> SUPPLIED TEXT
┌──

August 25, 2010

Leveraging Anxiety, Part 2

In Leveraging Anxiety, Part 1, we asserted that...
Part of what keeps us...employed is keeping our clients in a constant state of anxiety about the future....The more we can convince (them) that everything is changing... and they need us to interpret the changes -- the longer we stay in business. Consequently, every few years we come up with a new "thing that will change everything"
Today, we're going to take a look at some of the "things that were going to change everything" and see how they're doing.

My first experience with this phenomenon came with the advent of videotape (yes, I'm that old!) Videotape was going to change everything. Commercials were going to cost 50 dollars to produce and they would be shot in the morning and aired in the afternoon.

Then came cable TV. When it was first introduced there was a flood of hysteria in the ad world about how cable would "change everything." Clients were going around looking for agencies that "really understood" cable. What was there to really understand? The signal came through a wire, not the air. Big shit.

Then the VCR was going to change everything. People were no longer going to watch live TV. They would tape their favorite shows and play them back at their convenience (sound familiar?) And worst of all, they would fast forward through the commercials (sound familiar?) Naturally, hysteria ensued.

Then the computer was going to change everything. Creative people would be able to produce TV spots right on their desktops. And then agencies would disappear because clients could create spots right on their desktops, too.

└──

> TO-DO LIST
1/ Based on the post about "things that will change everything" in advertising, state whether each statement agrees with it. Answer yes or no for each, and quote the deciding words. (a) The writer's first experience with this phenomenon came with cable TV. (b) The VCR was expected to lead people to fast forward through commercials. (c) The computer was said to let creative people produce TV spots on their desktops.
2/ Pull out every line of the records that contains the string "nose", matching case exactly.

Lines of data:

┌──

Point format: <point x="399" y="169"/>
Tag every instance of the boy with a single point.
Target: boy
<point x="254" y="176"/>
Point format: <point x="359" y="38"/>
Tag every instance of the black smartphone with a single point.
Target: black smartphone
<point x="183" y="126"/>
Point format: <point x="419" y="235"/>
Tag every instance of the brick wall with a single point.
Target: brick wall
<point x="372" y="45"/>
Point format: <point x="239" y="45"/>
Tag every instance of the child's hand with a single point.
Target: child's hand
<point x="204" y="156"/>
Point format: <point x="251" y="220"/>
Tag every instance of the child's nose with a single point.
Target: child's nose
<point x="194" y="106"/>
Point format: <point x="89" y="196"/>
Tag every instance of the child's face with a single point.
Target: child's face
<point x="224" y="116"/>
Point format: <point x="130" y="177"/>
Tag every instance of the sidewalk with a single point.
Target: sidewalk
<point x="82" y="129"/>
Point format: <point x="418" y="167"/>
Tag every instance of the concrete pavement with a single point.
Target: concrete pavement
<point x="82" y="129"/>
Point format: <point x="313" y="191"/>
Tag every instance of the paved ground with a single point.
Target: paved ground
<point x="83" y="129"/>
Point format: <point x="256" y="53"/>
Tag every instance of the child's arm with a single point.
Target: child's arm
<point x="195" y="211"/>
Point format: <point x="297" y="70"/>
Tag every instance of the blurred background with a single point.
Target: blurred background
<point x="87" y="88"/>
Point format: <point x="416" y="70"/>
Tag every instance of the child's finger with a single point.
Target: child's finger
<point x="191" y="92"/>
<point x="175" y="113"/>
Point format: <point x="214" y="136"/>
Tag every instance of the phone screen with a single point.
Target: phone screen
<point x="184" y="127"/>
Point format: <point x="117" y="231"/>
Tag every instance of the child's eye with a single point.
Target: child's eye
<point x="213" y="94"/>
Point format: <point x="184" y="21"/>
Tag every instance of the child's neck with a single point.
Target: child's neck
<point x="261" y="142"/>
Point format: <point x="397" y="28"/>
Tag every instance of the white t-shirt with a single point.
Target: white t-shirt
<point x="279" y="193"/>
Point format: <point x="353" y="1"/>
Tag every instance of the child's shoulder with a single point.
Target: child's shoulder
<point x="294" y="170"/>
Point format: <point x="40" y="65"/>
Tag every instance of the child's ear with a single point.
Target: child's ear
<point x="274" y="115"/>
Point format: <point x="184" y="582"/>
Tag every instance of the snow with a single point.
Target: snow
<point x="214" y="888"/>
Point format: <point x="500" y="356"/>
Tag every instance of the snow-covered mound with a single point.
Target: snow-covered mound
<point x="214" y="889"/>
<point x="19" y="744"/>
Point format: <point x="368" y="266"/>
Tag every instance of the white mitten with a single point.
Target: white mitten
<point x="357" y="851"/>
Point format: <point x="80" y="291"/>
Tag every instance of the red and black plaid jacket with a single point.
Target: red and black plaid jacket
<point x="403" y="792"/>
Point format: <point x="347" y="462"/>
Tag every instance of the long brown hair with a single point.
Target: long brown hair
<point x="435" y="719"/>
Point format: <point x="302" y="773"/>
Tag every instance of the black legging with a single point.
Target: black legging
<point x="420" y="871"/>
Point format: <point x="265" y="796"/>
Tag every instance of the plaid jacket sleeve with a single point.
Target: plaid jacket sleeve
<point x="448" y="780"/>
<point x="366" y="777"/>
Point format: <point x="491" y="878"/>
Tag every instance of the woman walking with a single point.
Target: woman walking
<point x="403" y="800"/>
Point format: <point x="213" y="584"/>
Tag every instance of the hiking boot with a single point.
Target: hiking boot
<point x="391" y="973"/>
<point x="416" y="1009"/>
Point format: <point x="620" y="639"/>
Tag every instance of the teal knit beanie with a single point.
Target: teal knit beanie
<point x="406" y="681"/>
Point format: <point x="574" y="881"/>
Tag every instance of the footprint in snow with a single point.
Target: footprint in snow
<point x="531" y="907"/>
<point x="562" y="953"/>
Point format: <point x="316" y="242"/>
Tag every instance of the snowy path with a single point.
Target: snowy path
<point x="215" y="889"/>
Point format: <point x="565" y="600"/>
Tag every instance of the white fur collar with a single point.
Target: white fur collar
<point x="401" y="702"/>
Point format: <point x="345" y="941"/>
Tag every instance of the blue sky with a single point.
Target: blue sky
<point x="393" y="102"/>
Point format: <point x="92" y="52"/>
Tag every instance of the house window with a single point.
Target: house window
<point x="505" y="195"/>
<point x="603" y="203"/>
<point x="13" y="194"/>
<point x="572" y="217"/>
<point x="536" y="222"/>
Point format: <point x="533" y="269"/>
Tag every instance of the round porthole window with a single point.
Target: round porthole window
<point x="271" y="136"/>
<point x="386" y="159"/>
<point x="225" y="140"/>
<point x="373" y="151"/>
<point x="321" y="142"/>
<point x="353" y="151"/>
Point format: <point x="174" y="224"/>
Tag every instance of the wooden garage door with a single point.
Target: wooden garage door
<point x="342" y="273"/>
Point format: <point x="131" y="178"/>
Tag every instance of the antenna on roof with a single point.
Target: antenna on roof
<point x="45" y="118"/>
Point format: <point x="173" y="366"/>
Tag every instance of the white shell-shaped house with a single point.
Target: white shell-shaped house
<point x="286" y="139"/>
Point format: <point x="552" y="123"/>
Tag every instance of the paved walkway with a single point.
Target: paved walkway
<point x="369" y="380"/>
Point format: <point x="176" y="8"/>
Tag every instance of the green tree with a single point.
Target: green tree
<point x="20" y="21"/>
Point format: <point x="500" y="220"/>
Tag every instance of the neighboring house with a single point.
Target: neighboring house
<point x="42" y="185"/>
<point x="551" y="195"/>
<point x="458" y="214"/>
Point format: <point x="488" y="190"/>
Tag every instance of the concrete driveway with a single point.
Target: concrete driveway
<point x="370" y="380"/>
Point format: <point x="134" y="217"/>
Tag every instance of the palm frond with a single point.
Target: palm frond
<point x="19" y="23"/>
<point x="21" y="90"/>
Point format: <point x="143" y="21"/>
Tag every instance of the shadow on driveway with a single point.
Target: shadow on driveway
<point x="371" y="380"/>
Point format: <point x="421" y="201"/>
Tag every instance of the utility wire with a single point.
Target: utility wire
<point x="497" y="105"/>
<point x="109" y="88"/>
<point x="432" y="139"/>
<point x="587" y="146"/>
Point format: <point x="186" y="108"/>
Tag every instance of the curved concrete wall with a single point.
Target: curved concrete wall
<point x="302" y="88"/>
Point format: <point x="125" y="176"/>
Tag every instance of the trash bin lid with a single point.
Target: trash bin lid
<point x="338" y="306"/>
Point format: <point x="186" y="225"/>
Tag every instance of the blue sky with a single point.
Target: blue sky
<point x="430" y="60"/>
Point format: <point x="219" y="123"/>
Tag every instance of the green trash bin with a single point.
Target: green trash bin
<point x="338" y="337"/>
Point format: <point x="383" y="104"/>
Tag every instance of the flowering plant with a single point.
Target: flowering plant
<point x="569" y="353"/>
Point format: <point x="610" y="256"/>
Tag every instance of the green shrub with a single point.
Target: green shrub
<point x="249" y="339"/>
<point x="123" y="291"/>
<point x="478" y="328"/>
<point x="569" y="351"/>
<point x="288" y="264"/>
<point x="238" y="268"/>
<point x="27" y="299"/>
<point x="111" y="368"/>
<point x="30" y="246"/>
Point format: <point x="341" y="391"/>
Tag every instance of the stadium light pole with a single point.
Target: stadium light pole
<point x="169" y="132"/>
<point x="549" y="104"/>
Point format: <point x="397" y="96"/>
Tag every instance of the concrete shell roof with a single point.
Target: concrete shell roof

└──

> WORKED SOLUTIONS
1/
(a) No: "My first experience with this phenomenon came with the advent of videotape"
(b) Yes: "they would fast forward through the commercials"
(c) Yes: "Creative people would be able to produce TV spots right on their desktops."

2/
Tag every instance of the child's nose with a single point.
Target: child's nose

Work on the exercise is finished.